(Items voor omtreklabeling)
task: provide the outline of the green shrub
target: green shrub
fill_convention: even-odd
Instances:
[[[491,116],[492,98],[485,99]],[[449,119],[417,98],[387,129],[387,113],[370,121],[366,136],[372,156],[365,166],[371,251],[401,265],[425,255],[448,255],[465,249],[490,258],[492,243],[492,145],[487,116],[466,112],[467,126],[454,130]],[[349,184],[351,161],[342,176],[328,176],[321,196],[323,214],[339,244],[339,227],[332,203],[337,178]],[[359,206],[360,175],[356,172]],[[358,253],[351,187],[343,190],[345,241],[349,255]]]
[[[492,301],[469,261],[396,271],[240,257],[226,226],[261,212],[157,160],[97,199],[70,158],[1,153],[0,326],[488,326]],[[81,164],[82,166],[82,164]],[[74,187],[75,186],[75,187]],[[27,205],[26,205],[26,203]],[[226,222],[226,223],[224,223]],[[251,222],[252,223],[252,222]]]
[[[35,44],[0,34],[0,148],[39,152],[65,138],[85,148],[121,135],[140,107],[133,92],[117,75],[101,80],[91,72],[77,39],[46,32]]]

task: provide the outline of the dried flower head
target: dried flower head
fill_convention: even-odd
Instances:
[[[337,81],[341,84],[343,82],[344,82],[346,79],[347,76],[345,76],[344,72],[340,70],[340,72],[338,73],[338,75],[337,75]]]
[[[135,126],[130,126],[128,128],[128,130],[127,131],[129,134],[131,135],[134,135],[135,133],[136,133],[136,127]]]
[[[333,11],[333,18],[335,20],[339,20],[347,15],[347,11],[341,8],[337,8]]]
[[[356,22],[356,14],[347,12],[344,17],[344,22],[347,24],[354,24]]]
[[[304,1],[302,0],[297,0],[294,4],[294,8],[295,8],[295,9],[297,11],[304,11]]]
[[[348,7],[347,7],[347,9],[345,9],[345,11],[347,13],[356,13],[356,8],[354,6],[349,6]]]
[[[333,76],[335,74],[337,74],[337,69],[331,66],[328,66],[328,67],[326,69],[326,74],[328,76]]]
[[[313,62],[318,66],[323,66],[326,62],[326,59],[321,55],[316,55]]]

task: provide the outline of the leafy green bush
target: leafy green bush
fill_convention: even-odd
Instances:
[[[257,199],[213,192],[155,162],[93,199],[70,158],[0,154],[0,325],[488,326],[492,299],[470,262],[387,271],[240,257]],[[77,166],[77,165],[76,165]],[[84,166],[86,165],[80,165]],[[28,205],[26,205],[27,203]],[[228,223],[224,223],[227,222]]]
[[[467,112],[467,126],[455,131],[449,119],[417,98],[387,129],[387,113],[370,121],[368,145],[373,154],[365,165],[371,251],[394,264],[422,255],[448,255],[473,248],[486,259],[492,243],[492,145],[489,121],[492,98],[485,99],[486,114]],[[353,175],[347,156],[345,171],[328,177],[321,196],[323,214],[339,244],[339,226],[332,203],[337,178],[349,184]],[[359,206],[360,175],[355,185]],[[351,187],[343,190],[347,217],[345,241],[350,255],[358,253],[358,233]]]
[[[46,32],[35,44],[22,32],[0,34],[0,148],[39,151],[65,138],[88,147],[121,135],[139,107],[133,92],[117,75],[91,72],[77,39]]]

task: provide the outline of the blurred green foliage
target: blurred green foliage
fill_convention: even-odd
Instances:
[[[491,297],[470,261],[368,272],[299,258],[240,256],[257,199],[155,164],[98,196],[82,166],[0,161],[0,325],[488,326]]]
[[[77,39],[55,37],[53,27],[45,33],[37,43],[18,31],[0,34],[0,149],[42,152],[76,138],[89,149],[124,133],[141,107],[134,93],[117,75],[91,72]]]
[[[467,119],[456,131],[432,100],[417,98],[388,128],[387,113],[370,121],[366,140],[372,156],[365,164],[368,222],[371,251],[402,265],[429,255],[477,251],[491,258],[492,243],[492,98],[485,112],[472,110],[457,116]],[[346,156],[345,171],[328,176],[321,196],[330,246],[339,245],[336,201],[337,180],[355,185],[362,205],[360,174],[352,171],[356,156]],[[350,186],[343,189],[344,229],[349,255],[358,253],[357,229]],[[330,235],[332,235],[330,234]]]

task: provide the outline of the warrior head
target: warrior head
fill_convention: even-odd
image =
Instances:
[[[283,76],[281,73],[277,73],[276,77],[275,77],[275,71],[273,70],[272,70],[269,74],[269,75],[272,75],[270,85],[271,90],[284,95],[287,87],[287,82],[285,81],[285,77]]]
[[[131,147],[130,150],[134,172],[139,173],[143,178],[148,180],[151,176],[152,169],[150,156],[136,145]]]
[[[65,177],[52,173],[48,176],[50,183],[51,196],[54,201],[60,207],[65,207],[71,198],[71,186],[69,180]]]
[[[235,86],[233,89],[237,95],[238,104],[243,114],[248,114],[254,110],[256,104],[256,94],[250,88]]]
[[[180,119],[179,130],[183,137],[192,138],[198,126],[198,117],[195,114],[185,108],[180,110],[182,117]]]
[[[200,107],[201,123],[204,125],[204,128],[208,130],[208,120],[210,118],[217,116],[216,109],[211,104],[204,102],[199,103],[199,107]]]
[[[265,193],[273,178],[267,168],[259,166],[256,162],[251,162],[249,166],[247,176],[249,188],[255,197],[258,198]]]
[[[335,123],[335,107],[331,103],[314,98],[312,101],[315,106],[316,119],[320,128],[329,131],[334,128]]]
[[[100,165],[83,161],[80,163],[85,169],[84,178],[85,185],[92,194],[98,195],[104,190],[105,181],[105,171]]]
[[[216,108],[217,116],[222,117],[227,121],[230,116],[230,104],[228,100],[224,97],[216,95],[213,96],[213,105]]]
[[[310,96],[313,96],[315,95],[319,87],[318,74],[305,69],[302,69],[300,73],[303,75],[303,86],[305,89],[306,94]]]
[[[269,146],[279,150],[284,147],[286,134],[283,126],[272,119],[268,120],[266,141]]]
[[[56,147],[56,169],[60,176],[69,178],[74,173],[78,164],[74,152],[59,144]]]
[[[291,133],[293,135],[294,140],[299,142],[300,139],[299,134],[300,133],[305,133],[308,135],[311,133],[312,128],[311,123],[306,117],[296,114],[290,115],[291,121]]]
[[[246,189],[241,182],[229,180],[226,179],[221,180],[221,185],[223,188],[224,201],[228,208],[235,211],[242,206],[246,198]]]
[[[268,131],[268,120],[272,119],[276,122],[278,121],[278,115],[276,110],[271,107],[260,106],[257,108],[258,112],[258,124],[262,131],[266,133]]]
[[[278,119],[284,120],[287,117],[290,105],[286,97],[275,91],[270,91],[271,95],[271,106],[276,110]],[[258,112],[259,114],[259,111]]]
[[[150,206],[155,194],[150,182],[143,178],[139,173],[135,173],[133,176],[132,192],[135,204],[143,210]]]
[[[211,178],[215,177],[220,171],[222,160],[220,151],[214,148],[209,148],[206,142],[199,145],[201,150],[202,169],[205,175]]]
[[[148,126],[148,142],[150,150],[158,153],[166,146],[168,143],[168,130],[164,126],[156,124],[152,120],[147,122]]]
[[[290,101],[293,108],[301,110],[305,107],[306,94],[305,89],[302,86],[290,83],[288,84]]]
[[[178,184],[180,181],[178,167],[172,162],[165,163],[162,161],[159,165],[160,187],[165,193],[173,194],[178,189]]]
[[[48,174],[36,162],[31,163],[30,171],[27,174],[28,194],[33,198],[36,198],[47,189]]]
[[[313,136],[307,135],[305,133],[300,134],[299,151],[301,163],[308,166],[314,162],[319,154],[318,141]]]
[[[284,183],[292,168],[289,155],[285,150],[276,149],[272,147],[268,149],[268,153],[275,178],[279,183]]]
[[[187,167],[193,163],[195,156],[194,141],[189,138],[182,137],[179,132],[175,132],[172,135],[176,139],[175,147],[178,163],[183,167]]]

JOUW OPDRACHT:
Toon elke regel uit de items hierboven waarin het woord "blurred" voorkomt.

ANTWOORD:
task: provide the outline of the blurred green foliage
target: blurred green foliage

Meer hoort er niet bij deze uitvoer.